— Gestellte Aufgaben —
1) In welchem Jahr startete die chinesische Regierung laut dem Text über naturbasierte Lösungen in der Wasserwirtschaft das Schwammstadt-Programm?
2) Wiederhole aus dem Text über naturbasierte Lösungen in der Wasserwirtschaft wörtlich den Abschnitt von „Ein entscheidender Faktor“ bis „Investitionslücke zu schließen.“.

----- Vorliegender Textauszug

Ein entscheidender Faktor ist die Neuausrichtung finanzieller Mittel: Investitionen in grüne Infrastrukturen müssen mobilisiert und effektiver genutzt werden. Um das Vertrauen von Investoren in grüne Lösungen zu stärken, muss ein regulatorisches und rechtliches Umfeld geschaffen werden, das nicht nur konventionelle Wasserwirtschaftssysteme begünstigt, sondern auch die Umsetzung von grünen Lösungen fördert. Bisher werden Investitionen aus Unsicherheit hauptsächlich in graue Wasserinfrastruktur getätigt. So kann die Schaffung eines nationalen Rechtsrahmens zur Regulierung und Überwachung von Investitionen in NBS grüne Investitionen fördern. Denkbar sind auch steuerliche Anreize, um die Investitionslücke zu schließen.
Hinzu kommt, dass es oft auf allen Ebenen – von Gemeinden über Stadtplaner bis hin zu nationalen Entscheidungsträgern – an Wissen und Vorstellungsvermögen für die Integration von grünen Lösungen in die bestehende Wasserinfrastruktur aus Leitungen, Kanälen oder Wasserspeichern fehlt. Nach wie vor ist vielen nicht klar, was naturbasierte Lösungen überhaupt sind und wie sie funktionieren. Welche hydrologischen Funktionen natürliche Ökosysteme, wie Feucht- oder Überschwemmungsgebiete übernehmen, ist Entscheidungsträgern oft wenig bekannt. Es mangelt an Wissen, technischen Leitfäden, Instrumenten und Ansätzen, um bei Planungen die richtige Mischung aus grünen und grauen Optionen zu bestimmen und dadurch eine nachhaltige Wasserinfrastruktur zu schaffen. Hier ist die Forschung gefragt: Fundierte Erkenntnisse über Wirkungen, Nutzen und Kosten, aber auch der Einbezug von traditionellem Vor-Ort-Wissen über die Funktionsweisen von Ökosystemen sind entscheidende Faktoren, damit NBS neben konventionellen Lösungen Anwendung finden.
China setzt auf Schwammstädte
Ein Land, das naturbasierte Lösungen bereits großflächig umsetzt, ist China. Von immer stärkeren Überschwemmungen und zunehmender Wasserknappheit geplagt, startete die chinesische Regierung 2015 das sogenannte „Schwammstadt-Programm“. In bisher 30 Städten sollen Wohnanlagen und Bezirke mit Speichern, Filtrationsbecken und Feuchtgebieten entwickelt sowie Straßen und Gehwege mit wasserdurchlässigen Belägen ausgestattet werden. Die chinesische Regierung hofft mit ihrer Initiative nicht nur zunehmende Überschwemmungen zu reduzieren, sondern auch der Wasserverknappung entgegenzuwirken. Die Städte sollen – ähnlich wie Schwämme – bis zu 80 Prozent des Regenwassers in sich aufnehmen, speichern und bei Bedarf verzögert wieder abgeben. Mindestens 70 Prozent des gespeicherten Regenwassers sollen anschließend wiederverwendet werden.

----------
----- Datensatz

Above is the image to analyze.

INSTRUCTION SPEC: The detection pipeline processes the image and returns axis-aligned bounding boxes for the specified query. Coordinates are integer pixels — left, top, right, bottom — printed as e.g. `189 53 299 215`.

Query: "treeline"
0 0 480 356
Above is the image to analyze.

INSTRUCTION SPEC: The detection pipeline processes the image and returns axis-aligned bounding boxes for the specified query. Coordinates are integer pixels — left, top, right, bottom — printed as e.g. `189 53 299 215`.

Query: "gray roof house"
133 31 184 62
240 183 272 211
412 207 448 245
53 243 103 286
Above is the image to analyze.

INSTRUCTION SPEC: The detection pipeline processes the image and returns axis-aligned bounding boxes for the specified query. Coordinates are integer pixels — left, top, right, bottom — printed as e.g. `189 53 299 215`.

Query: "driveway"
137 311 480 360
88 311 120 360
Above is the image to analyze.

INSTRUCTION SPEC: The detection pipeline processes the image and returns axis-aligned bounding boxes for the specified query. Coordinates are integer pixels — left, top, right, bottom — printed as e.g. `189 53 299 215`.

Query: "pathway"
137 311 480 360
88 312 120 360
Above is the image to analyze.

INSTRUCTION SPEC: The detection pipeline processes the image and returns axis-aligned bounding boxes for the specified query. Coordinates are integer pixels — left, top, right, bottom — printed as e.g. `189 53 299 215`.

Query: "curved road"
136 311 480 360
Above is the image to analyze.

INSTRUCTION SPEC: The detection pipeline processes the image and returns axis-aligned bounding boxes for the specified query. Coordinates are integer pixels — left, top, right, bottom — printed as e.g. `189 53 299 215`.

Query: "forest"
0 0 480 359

----------

— Ergebnisse in Reihenfolge —
1) 2015

2)
Ein entscheidender Faktor ist die Neuausrichtung finanzieller Mittel: Investitionen in grüne Infrastrukturen müssen mobilisiert und effektiver genutzt werden. Um das Vertrauen von Investoren in grüne Lösungen zu stärken, muss ein regulatorisches und rechtliches Umfeld geschaffen werden, das nicht nur konventionelle Wasserwirtschaftssysteme begünstigt, sondern auch die Umsetzung von grünen Lösungen fördert. Bisher werden Investitionen aus Unsicherheit hauptsächlich in graue Wasserinfrastruktur getätigt. So kann die Schaffung eines nationalen Rechtsrahmens zur Regulierung und Überwachung von Investitionen in NBS grüne Investitionen fördern. Denkbar sind auch steuerliche Anreize, um die Investitionslücke zu schließen.